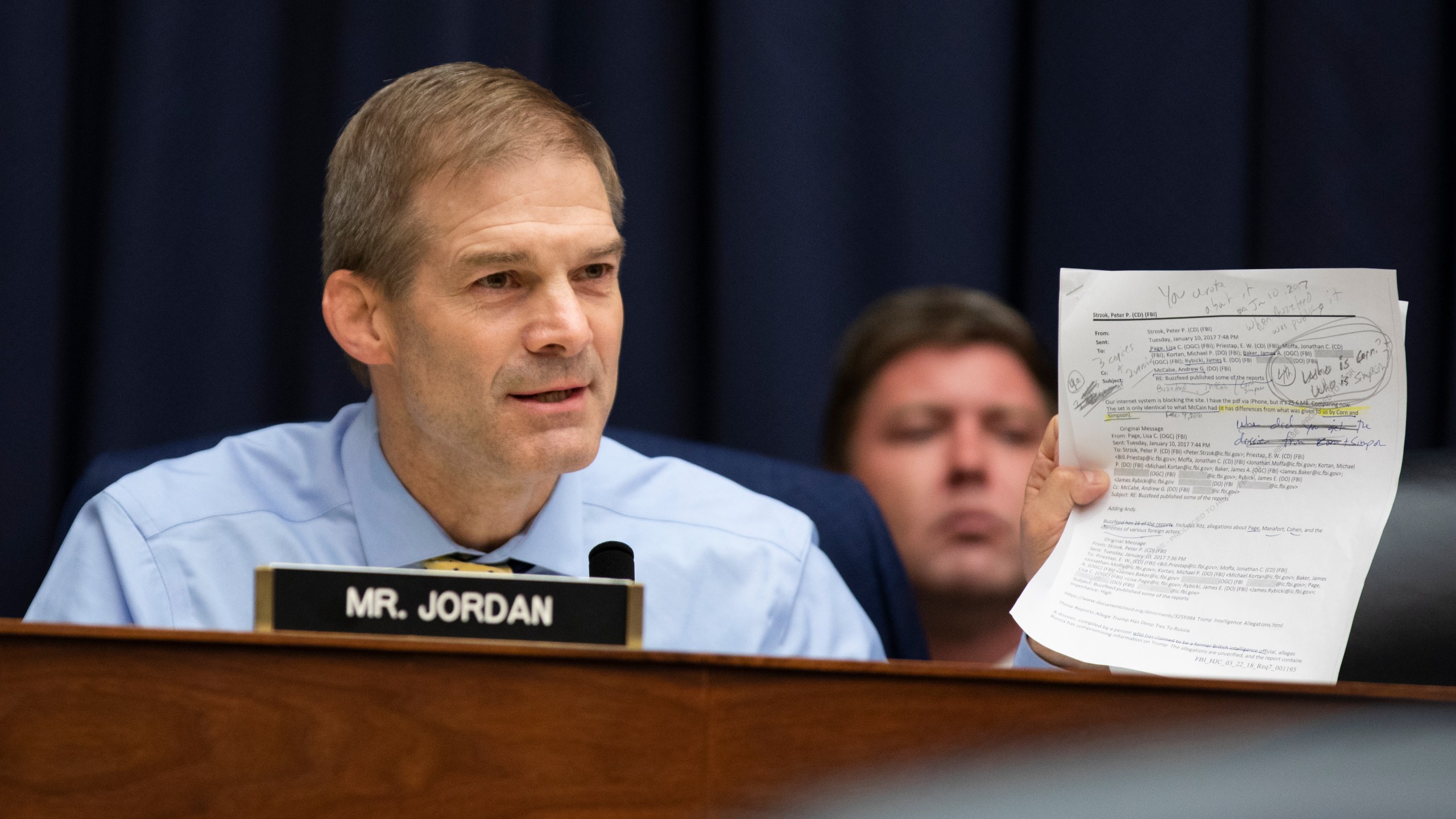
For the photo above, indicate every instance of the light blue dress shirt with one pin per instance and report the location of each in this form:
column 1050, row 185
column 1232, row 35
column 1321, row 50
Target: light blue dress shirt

══════

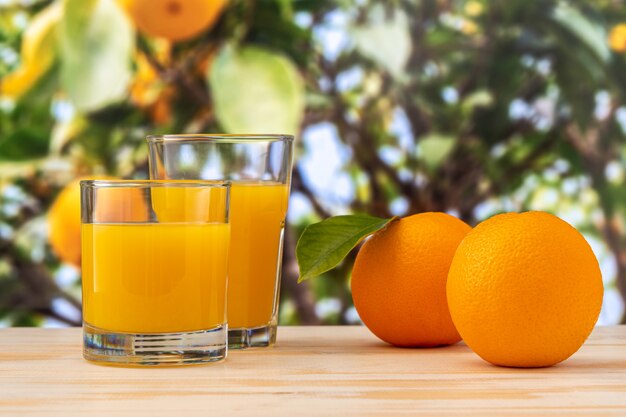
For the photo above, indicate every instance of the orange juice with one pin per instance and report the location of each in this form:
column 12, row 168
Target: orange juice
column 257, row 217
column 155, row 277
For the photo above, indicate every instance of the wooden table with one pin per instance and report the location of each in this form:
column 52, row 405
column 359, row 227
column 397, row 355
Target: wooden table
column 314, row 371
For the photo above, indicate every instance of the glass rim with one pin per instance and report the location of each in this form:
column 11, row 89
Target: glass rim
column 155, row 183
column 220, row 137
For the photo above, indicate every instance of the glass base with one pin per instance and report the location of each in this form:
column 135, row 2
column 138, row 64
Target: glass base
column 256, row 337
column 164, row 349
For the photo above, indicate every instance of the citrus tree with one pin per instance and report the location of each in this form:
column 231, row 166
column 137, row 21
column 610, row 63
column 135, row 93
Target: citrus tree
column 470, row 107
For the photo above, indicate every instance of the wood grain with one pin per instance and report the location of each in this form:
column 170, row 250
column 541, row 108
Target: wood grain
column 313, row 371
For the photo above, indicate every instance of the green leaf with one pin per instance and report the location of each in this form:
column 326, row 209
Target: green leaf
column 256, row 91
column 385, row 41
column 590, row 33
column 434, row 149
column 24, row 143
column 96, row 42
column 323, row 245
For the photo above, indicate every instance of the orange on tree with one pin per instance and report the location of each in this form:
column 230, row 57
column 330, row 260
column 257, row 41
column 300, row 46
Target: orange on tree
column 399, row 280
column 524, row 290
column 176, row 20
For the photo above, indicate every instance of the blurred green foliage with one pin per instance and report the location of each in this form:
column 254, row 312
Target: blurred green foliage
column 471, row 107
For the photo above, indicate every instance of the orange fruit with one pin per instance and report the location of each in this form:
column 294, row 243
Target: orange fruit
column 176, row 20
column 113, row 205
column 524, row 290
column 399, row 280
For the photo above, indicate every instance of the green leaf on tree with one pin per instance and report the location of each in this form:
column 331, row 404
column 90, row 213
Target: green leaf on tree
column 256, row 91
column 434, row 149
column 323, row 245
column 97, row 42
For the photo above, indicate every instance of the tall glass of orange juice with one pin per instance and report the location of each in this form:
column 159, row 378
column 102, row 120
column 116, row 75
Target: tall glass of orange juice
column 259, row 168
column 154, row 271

══════

◆ Aim ◆
Starting with the line with "For the photo above, indicate every instance of the wooden" and going on through the line with "column 164, row 349", swap each "glass" for "cup" and leave everything else unchanged. Give back only those lines.

◆ Written reply ◆
For the photo above, indicate every instance of the wooden table with one pin per instance and report the location of each in this form:
column 52, row 405
column 359, row 227
column 397, row 355
Target: wooden table
column 314, row 371
For the photo above, indicate every instance of the cup rim with one pin per instance and report the location of each in this form:
column 11, row 89
Target: cup rim
column 155, row 183
column 220, row 137
For the photo above, indicate every instance of the cup base with one pin per instance and report the location of each in this form:
column 135, row 2
column 138, row 64
Target: cup base
column 256, row 337
column 164, row 349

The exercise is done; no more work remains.